▶ STRONA
Nowy Rok u ludu

Z Wikiźródeł, wolnej biblioteki
>>> Dane tekstu >>>
Autor Karol Mátyás
Tytuł Nowy Rok u ludu
Pochodzenie Czas, 1901, nr 300; 1902, nr 1
Data wyd. 1901-1902
Druk Drukarnia „Czasu“
Miejsce wyd. Kraków
Źródło Skany na Commons
Inne Pobierz jako: EPUB  • PDF  • MOBI 
Indeks stron


NOWY ROK U LUDU.[1]
Napisał Dr Karol Mátyás.

„Była to sama północ: na świecie winniejko, jak na dnia, miesiączek i gwiazdeczki światełkiem swojem migotały po śniegu bieleńkim, mróz aż kwiczał pod butami, bo to była zima, a zima nielada, w samej porze, bo z ostatniego grudnia na pierwszego stycznia.
Byłem wtenczas stróżem nocnym, a było to temu blisko ze trzydzieści ośm, dziewięć lub czterdzieści lat. Chodzę sobie po wsi, ani pies nie zaszczeka, ani człowiek nie sapernie, bo mróz wielki i śnieg zwalił. Zaczęło mi się ziewać i sparłem się przed karczmą na ławie pod cieniem, ale nie mogłem dużo i długo drzemać, bo mróz nie dał. Zda mi się spojrzeć, a tu pod krzyżem może na dwanaście kroki odemnie stoi dwóch mężczyzn. Nic nie mówię, cichutko słucham, co to za jedni i co oni będą prawić ze sobą; myślałem, że złodzieje, a zrazu gdym ich spostrzegł, to myślałem, że żandarmi lub strażnicy; lecz słucham dalej, co oni będą mówić. Słucham, a pierwszy stareńki, siwiutki, jak gołąb, zgarbiony, dychawiczny, powiada:
— O bracie mój! a chodźże też, chodź prędzej, bo już ciąpać nie mogę i ledwo lozę z tej ziemi! Ach Boże! Boże! pracowałem tyle, ile tylko mi sił starczyło, ale z tymi ludźmi trudno sobie dać rady, nie chcą słuchać, żeby im święte słowa kładł do uszu, gardzą mną, a tak ledwom nie umarł pomiędzy tym narodem przez czasu.
Ten drugi młodziutki, jak malina, słuchał i nic nie mówił, tylko się uśmiechał, ale ten staruszek prawił dalej:
— E! ty mnie, widzę, wiary nie dajesz, ty się śmiejesz ze mnie, ale czekaj! Jak ty będziesz na teraz rok powracał tak, jak ja, to będziesz widział i przekonasz się, czy ci prawdy nie mówię.

▶ PRZEKAZANY MATERIAŁ
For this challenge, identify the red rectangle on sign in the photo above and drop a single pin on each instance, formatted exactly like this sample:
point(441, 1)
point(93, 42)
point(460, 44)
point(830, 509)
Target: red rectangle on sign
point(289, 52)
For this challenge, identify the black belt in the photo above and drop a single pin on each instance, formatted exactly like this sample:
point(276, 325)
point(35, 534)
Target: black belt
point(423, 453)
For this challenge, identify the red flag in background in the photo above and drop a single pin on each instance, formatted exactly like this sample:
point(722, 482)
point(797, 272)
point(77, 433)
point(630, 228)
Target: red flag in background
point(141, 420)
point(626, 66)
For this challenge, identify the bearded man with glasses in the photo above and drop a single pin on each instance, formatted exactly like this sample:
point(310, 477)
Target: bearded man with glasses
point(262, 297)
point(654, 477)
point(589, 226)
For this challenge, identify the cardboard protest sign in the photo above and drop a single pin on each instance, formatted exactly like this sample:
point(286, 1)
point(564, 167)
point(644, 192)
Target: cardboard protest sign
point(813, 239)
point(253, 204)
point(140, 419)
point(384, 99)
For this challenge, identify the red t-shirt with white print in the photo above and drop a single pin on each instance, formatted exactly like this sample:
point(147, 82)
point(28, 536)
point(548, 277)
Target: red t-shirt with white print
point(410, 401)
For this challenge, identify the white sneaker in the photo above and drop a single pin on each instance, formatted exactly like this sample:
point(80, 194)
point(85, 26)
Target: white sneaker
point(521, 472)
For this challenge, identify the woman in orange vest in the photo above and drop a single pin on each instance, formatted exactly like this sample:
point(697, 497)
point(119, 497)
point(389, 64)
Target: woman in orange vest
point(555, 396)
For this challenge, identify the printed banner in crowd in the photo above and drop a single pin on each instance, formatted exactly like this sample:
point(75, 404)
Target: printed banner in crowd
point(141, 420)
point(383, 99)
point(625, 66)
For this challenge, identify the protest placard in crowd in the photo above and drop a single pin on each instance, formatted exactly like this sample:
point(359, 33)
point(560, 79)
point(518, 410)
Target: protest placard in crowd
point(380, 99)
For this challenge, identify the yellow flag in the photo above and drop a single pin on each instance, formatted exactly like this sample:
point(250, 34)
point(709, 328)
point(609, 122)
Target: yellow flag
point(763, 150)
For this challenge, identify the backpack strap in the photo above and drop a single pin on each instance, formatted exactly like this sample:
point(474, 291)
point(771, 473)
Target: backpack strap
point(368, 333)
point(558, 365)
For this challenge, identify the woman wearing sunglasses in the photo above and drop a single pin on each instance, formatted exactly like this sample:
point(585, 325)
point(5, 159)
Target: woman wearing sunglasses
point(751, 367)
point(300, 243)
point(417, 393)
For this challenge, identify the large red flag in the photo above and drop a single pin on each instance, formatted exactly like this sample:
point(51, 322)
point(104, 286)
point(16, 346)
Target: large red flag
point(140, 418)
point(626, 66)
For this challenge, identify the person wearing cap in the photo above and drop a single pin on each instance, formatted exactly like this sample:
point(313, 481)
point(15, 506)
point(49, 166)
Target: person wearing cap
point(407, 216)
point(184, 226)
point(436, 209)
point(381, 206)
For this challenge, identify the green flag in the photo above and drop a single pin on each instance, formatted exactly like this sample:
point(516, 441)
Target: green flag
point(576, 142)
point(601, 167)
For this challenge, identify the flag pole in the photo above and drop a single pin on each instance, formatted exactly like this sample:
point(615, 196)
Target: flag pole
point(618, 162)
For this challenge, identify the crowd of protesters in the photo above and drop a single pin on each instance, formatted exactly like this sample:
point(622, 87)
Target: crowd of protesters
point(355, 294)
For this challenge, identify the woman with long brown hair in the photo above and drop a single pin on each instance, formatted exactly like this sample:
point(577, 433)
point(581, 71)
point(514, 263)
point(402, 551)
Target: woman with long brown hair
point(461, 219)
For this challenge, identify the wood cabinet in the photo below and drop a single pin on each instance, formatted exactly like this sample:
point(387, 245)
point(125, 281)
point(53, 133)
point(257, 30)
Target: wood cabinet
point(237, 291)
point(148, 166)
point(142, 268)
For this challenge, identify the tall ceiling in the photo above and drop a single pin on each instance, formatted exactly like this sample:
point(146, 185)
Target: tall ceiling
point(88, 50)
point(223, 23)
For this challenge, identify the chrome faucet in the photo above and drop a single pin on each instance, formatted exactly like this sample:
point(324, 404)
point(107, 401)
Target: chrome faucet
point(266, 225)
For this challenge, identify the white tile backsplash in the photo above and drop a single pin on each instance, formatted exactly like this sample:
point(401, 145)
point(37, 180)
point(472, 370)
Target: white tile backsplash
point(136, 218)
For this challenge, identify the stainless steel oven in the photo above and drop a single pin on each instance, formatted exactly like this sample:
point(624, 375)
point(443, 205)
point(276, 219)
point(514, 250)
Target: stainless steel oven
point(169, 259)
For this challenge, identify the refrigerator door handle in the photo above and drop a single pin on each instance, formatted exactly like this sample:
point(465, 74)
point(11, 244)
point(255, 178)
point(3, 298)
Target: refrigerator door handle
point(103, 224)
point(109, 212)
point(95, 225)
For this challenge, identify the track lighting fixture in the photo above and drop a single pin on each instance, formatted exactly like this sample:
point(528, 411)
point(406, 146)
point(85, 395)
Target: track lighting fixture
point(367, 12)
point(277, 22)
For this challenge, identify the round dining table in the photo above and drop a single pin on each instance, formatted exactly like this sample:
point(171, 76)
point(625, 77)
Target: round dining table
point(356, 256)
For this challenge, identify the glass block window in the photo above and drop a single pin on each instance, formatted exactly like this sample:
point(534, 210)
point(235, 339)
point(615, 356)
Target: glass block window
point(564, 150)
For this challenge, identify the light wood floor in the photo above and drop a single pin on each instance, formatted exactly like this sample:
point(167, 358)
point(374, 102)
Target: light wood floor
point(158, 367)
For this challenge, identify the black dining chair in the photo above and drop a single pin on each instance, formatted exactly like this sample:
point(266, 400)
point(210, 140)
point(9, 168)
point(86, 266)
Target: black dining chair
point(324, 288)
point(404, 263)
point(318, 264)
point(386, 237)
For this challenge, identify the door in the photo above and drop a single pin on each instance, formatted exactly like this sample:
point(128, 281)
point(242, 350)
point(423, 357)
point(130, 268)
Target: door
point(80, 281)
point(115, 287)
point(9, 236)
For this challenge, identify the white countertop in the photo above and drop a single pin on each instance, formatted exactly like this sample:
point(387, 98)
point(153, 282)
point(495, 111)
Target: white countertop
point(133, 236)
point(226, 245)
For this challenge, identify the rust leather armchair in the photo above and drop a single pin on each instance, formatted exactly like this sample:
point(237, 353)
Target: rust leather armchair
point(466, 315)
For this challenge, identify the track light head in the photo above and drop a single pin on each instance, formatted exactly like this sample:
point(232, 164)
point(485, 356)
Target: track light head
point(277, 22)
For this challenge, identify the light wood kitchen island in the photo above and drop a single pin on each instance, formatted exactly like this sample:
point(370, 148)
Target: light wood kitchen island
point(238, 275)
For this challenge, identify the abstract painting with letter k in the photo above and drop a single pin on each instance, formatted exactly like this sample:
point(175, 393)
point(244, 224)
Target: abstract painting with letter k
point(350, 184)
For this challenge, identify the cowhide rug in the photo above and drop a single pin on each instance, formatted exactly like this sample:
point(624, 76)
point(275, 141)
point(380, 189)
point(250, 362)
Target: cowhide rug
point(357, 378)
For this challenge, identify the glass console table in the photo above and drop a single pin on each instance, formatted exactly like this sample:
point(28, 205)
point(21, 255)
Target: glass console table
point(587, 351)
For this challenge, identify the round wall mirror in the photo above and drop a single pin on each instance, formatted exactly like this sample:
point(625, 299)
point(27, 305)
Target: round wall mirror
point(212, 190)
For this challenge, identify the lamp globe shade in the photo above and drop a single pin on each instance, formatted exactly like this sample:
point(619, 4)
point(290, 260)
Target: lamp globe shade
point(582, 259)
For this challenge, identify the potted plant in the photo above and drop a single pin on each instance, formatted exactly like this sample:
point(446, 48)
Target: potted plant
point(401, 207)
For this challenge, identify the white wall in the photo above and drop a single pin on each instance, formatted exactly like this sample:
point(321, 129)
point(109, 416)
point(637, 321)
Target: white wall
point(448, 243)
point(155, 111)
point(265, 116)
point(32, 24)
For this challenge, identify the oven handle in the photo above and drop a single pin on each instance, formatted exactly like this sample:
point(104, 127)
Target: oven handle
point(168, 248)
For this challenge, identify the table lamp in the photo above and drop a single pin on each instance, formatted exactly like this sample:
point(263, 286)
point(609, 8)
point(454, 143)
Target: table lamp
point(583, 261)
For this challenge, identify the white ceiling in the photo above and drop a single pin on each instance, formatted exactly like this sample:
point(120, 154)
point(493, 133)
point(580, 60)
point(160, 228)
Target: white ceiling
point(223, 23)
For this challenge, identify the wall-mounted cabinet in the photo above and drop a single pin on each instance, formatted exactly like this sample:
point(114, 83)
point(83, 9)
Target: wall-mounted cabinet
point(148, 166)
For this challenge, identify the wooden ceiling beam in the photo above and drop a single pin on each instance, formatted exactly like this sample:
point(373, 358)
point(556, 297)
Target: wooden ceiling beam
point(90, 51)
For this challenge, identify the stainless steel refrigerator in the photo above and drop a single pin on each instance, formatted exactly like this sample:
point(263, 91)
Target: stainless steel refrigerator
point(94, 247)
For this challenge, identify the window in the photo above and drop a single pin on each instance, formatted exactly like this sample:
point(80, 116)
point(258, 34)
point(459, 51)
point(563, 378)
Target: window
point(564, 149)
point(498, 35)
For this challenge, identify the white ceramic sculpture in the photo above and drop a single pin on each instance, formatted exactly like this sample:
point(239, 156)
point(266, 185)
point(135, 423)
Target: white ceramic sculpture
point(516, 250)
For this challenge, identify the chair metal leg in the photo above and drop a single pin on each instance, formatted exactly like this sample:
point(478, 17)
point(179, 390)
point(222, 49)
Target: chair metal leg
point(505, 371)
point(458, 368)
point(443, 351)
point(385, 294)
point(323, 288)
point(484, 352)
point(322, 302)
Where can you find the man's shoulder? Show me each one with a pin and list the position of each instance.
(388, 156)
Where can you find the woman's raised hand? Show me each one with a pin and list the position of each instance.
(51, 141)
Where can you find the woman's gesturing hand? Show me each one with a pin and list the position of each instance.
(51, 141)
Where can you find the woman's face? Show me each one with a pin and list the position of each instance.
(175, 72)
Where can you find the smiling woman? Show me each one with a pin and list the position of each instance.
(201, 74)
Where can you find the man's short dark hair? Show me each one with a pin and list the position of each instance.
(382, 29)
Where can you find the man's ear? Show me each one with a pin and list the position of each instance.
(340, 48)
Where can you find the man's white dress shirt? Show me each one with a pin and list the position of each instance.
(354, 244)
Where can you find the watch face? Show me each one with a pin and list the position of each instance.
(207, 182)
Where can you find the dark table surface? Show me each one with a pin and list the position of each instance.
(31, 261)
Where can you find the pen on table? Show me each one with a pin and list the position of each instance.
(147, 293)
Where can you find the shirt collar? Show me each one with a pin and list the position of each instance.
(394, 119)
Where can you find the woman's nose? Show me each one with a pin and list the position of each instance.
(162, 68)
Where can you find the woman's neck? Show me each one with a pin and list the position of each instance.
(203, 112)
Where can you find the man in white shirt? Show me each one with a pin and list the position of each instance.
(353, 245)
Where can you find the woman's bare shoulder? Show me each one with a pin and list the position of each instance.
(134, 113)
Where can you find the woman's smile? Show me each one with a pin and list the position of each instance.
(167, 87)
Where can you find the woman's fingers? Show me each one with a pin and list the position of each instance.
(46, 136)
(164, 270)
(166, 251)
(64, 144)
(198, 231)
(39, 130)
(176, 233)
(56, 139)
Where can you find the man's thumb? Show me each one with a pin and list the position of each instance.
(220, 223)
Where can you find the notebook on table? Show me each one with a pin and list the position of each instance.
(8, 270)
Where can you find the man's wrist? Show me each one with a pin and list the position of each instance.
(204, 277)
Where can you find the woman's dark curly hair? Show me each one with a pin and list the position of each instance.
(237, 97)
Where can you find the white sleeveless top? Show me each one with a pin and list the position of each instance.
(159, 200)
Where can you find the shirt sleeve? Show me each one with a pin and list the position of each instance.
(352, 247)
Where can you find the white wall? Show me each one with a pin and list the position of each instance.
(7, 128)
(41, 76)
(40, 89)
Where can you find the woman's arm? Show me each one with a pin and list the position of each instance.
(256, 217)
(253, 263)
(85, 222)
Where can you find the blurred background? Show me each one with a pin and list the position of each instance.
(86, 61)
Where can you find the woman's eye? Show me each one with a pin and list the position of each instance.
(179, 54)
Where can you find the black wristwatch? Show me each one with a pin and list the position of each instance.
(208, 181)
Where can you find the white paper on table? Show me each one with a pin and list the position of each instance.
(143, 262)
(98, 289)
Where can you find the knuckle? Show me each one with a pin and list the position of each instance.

▶ WYMAGANIA ZADAŃ
**a)** Jaką funkcję pełnił narrator w noc opisaną w tekście o Nowym Roku u ludu?
**b)** Przepisz z tekstu o Nowym Roku u ludu fragment między „Ten drugi młodziutki, jak” a „prawdy nie mówię.” włącznie, zamieniając „staruszek” na „starzec”.
Materiał nie odgrywa tu żadnej roli.

▶ ODPOWIEDZI PO KOLEI
**a)** Był stróżem nocnym.

**b)**
Ten drugi młodziutki, jak malina, słuchał i nic nie mówił, tylko się uśmiechał, ale ten starzec prawił dalej:
— E! ty mnie, widzę, wiary nie dajesz, ty się śmiejesz ze mnie, ale czekaj! Jak ty będziesz na teraz rok powracał tak, jak ja, to będziesz widział i przekonasz się, czy ci prawdy nie mówię.